╭──

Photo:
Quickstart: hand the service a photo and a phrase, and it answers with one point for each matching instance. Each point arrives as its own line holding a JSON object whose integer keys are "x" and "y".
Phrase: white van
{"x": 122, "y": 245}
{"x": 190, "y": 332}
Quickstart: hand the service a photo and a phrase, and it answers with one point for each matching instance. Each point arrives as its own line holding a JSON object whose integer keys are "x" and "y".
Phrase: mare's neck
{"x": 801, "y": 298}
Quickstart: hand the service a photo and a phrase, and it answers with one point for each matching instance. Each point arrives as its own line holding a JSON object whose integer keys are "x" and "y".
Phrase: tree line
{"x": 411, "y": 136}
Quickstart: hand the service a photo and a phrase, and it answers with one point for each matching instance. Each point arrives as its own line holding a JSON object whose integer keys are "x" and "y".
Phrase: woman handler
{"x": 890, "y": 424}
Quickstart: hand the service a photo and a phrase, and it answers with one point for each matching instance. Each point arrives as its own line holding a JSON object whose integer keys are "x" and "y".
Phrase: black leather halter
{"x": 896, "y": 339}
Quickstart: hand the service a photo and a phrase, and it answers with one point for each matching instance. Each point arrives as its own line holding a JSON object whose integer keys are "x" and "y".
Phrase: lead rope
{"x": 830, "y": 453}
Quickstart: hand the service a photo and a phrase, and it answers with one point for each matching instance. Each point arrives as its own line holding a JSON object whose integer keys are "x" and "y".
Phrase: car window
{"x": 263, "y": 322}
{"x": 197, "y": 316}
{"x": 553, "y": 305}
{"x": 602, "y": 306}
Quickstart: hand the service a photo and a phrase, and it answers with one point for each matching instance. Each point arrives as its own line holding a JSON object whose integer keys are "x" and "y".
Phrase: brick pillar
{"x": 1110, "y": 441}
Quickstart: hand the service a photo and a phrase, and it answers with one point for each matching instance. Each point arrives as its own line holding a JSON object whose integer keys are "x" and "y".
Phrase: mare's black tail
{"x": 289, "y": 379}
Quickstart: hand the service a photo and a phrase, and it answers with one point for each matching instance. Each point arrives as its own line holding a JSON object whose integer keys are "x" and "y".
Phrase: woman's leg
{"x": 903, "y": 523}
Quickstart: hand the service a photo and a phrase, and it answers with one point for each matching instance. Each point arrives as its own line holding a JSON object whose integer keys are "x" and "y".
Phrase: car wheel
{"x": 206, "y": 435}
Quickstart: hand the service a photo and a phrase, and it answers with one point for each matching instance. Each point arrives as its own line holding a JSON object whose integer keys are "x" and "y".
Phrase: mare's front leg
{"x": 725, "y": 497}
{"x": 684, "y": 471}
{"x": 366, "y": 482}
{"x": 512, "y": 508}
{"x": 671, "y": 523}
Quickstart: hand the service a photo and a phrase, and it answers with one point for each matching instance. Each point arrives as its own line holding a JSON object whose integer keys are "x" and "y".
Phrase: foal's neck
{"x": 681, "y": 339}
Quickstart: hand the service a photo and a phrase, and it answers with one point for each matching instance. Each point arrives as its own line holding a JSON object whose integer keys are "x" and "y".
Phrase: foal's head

╰──

● Exercise instructions:
When you retype the entries above, keep every line identical to the source.

● Result of the task:
Photo:
Quickstart: hand the service a photo and a phrase, and it answers with one point for each matching instance. Each point arrives as its own line holding a JSON object whose integer keys are "x" and "y".
Phrase: white van
{"x": 122, "y": 245}
{"x": 190, "y": 332}
Quickstart: hand the service a photo and a phrase, and it answers with one point for each matching instance. Each point arrives as its own line holding a JSON object whose integer keys are "x" and "y".
Phrase: mare's neck
{"x": 801, "y": 298}
Quickstart: hand the service a photo and a phrase, and it answers with one point for each matching instance. Each point arrives as its own line holding a JSON object whose integer keys are "x" and "y".
Phrase: tree line
{"x": 411, "y": 136}
Quickstart: hand the service a photo and a phrase, and it answers with one point for each matching instance. Each point arrives as its own line holding a JSON object whose integer keys are "x" and "y".
Phrase: woman handler
{"x": 890, "y": 424}
Quickstart: hand the service a photo and a phrase, and it answers with one point for each matching instance. Each point arrives as its own line holding a JSON object whose integer keys are "x" and "y".
Phrase: black leather halter
{"x": 896, "y": 339}
Quickstart: hand the service a photo and a phrase, and it answers with one point for each matching instance. Each point arrives as its own line holding a JSON object whose integer keys are "x" and "y".
Phrase: lead rope
{"x": 830, "y": 453}
Quickstart: hand the service a photo and a phrase, and it answers with one point for each matching instance. Each point arrives as its own line holding a JSON object whose integer keys are "x" and "y".
Phrase: car window
{"x": 263, "y": 322}
{"x": 197, "y": 316}
{"x": 553, "y": 305}
{"x": 602, "y": 306}
Quickstart: hand the service a photo and a phrase, and it answers with one point for each matching instance. Each point arrives as its own line holding a JSON object whose integer keys are "x" and "y".
Phrase: brick pillar
{"x": 1110, "y": 441}
Quickstart: hand the service a photo and a phrase, and it answers with one point for each matching instance. Each point arrives as its own line holding a JSON object whose integer keys are "x" and "y".
Phrase: mare's black tail
{"x": 289, "y": 379}
Quickstart: hand the service a photo and a phrase, and it answers with one point for each matching instance. Each point arrives as its own line holding a JSON object whose integer keys are "x" and "y".
Phrase: woman's leg
{"x": 903, "y": 523}
Quickstart: hand the service a photo and a phrase, and it answers with one point for each matching instance. Each point arrives as its own line holding a JSON object whose integer keys are "x" and "y".
Phrase: car wheel
{"x": 206, "y": 435}
Quickstart: hand the service a photo and a phrase, and it answers with one point for each matching instance. Each point arrives as its own line holding a JSON object whose integer keys are "x" and "y".
Phrase: mare's front leg
{"x": 725, "y": 497}
{"x": 684, "y": 471}
{"x": 366, "y": 482}
{"x": 512, "y": 508}
{"x": 671, "y": 523}
Quickstart: hand the service a photo and a phrase, and it answers with one point for each matching instance. Each point arrives as its own line holding a JSON object whose integer keys are "x" and "y".
Phrase: foal's neck
{"x": 681, "y": 339}
Quickstart: hand the service a photo and a phrase, and it answers with one point for each matching instance. Each point arrives as its own line holding a JSON object whose integer keys are "x" and "y".
Phrase: foal's head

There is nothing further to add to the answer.